> 文档节选:
<<<<
Faster RCNN原理及Pytorch代码解读——RPN（三）：RPN训练标签的生成

技术2022-07-11 144

上一篇大体介绍了RPN的网络结构，这一篇开始介绍RPN训练时标签是怎么生成的。

RPN真值

上一篇已经知道了RPN两个分支的输出了，分别是18×37×50和36×37×50（9个锚框的前景背景分类预测和中心点横纵坐标及宽高这4个量相对于真值的偏移量）。预测值有了，想要训练网络，还需要知道真值。

在介绍怎么生成真值时，还要多解释几句基础知识，如果已经知道这部分知识的跳过就好了。

RPN的真值究竟是什么？

对于物体检测任务来讲，模型需要预测每一个物体的类别及其出现的位置，即类别、中心点坐标x与y、宽w与高h这5个量。由于有了Anchor这个先验框， RPN可以预测Anchor的类别作为预测边框的类别，并且可以预测真实的边框相对于Anchor的偏移量，而不是直接预测边框的中心点坐标x与y、宽高w与h。举个例子，如图所示，输入图像中有3个Anchors与两个标签，从位置来看，Anchor A、C分别和标签M、 N有一定的重叠，可以认为Anchor A和C属于前景区域，而Anchor B位置更像是背景。

分类真值

对于分类的真值，由于RPN只负责区域生成，为了保证尽可能多的recall，所以没必要细分每一个区域属于哪一个类别，因此只需要前景与背景两个类别，前景即有物体，背景则没有物体。为了确定锚框属于前景还是属于背景，Faster RCNN通过计算RPN通过计算Anchor与标签的IoU来判断一个Anchor是属于前景还是背景。 IoU的含义是两个框的公共部分占所有部分的比例，即重合比例。在上图中， Anchor A与标签M的IoU计算公式如式所示。 $\frac{A \bigcap M}{A \bigcup M}$ 当IoU大于一定值时，该Anchor的真值为前景，低于一定值时，该Anchor的真值为背景。
>>>>
> 所给条目:
<<<<
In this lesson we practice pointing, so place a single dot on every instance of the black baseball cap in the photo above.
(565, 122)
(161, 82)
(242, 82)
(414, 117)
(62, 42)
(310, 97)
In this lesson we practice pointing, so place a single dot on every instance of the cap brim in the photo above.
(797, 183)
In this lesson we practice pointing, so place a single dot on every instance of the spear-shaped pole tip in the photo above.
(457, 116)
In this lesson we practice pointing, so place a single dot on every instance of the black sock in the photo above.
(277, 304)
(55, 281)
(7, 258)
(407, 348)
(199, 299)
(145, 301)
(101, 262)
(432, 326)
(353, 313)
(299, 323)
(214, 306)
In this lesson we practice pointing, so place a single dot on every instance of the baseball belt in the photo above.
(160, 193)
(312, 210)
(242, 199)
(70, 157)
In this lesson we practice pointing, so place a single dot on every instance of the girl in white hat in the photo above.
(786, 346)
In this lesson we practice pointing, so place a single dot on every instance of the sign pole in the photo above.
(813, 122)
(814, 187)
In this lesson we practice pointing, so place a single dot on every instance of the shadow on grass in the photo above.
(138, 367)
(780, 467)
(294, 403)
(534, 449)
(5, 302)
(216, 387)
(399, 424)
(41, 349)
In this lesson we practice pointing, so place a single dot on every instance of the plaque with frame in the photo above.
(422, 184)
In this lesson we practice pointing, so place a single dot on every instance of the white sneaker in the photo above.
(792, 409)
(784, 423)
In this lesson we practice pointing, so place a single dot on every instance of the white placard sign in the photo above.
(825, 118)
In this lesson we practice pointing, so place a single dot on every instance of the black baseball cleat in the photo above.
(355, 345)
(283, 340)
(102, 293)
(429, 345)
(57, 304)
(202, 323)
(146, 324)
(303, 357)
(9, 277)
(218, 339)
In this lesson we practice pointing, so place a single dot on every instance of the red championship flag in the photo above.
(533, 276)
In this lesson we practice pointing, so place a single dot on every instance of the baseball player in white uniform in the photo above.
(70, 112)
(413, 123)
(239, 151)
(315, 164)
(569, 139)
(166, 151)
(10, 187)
>>>>
> 任务要求 1: 请把条目中从含有"cleat in the photo above."的那一行到条目结尾的部分重写一遍，将其中的"place a single dot"替换为"put one dot"，其余一字不改。
> 任务要求 2: 接着这篇讲RPN训练标签生成的文章往下写，从现有最后一句之后开始续写。

> 任务回答 1:
In this lesson we practice pointing, so put one dot on every instance of the black baseball cleat in the photo above.
(355, 345)
(283, 340)
(102, 293)
(429, 345)
(57, 304)
(202, 323)
(146, 324)
(303, 357)
(9, 277)
(218, 339)
In this lesson we practice pointing, so put one dot on every instance of the red championship flag in the photo above.
(533, 276)
In this lesson we practice pointing, so put one dot on every instance of the baseball player in white uniform in the photo above.
(70, 112)
(413, 123)
(239, 151)
(315, 164)
(569, 139)
(166, 151)
(10, 187)

> 任务回答 2:
偏移量的真值

对于偏移量的真值，需要知道的一点我们生成锚框坐标形式是左上角和右下角坐标，真实边框的坐标形式也是是左上角和右下角坐标，而RPN网络输出的是中心点横纵坐标及宽高相对于真值的偏移量，所以在实际使用中，我们需要先将左上角和右下角坐标形式先变换成中心点横纵坐标及宽高的形式。仍以上图的Anchor A与标签M为例，假设Anchor A的中心坐标为xa与ya，宽高分别为wa与ha，标签M的中心坐标为x与y，宽高分别为w与h，则对应的偏移真值计算公式如式下所示。 $\begin{cases} t_x=\frac{(x-x_a)}{w_a} \\ t_y=\frac{(y-y_a)}{h_a} \\ t_w = \log \frac{w}{w_a} \\ t_h = \log \frac{h}{h_a}\end{cases}$ 从上式中可以看到，位置偏移tx与ty利用宽与高进行了归一化，而宽高偏移tw与th进行了对数处理，这样的好处是进一步限制了偏移量的范围，便于预测。如果没有Anchor，做物体检测需要直接预测每个框的坐标，由于框的坐标变化幅度大，使网络很难收敛与准确预测，而Anchor相当于提供了一个先验的阶梯，使得模型去预测Anchor的偏移量，即可更好地接近真实物体。实际上，Anchor是我们想要预测属性的先验参考值，并不局限于矩形框。如果需要，我们也可以增加其他类型的先验，如多边形框、角度和速度等。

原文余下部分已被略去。